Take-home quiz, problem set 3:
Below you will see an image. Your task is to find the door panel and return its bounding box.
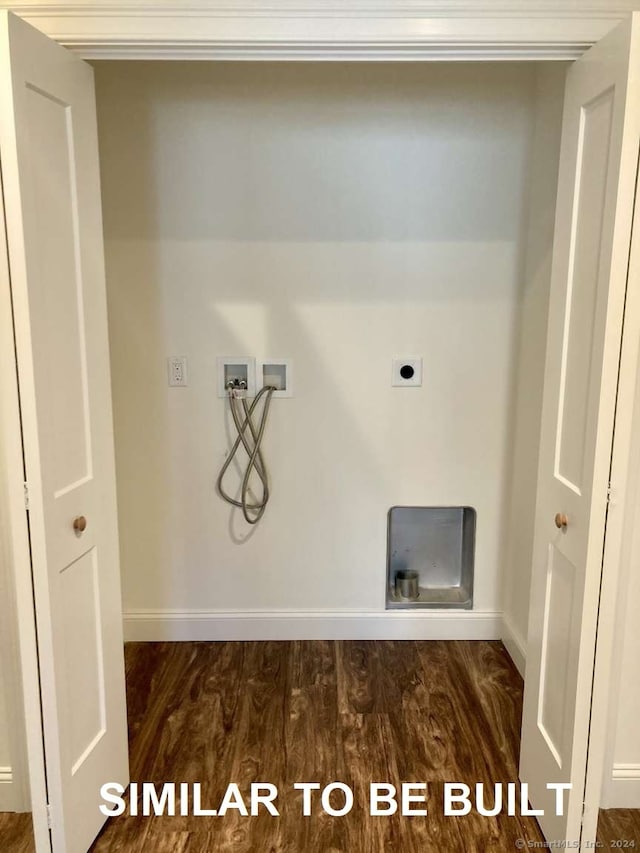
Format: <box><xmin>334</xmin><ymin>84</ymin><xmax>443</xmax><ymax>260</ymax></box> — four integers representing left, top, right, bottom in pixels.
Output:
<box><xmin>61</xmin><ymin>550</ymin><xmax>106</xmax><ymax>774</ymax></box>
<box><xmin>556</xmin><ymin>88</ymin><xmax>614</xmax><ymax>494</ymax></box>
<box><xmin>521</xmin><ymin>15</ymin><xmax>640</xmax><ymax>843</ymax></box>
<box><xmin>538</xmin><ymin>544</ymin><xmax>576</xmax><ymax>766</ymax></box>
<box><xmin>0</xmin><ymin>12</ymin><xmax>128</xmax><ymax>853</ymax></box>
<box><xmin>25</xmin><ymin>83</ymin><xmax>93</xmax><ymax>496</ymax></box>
+ + + +
■ PROBLEM TO WORK ON ■
Quote the data above in full, leaving out the pictures it holds.

■ THE ANSWER ■
Take-home quiz, problem set 3:
Below you will see an image. Your task is to find the door panel and return its bounding box.
Format: <box><xmin>334</xmin><ymin>84</ymin><xmax>443</xmax><ymax>260</ymax></box> — four integers representing left, top, right, bottom in pixels.
Output:
<box><xmin>61</xmin><ymin>550</ymin><xmax>106</xmax><ymax>774</ymax></box>
<box><xmin>556</xmin><ymin>88</ymin><xmax>614</xmax><ymax>494</ymax></box>
<box><xmin>521</xmin><ymin>15</ymin><xmax>640</xmax><ymax>843</ymax></box>
<box><xmin>538</xmin><ymin>544</ymin><xmax>576</xmax><ymax>766</ymax></box>
<box><xmin>0</xmin><ymin>12</ymin><xmax>128</xmax><ymax>853</ymax></box>
<box><xmin>25</xmin><ymin>83</ymin><xmax>93</xmax><ymax>496</ymax></box>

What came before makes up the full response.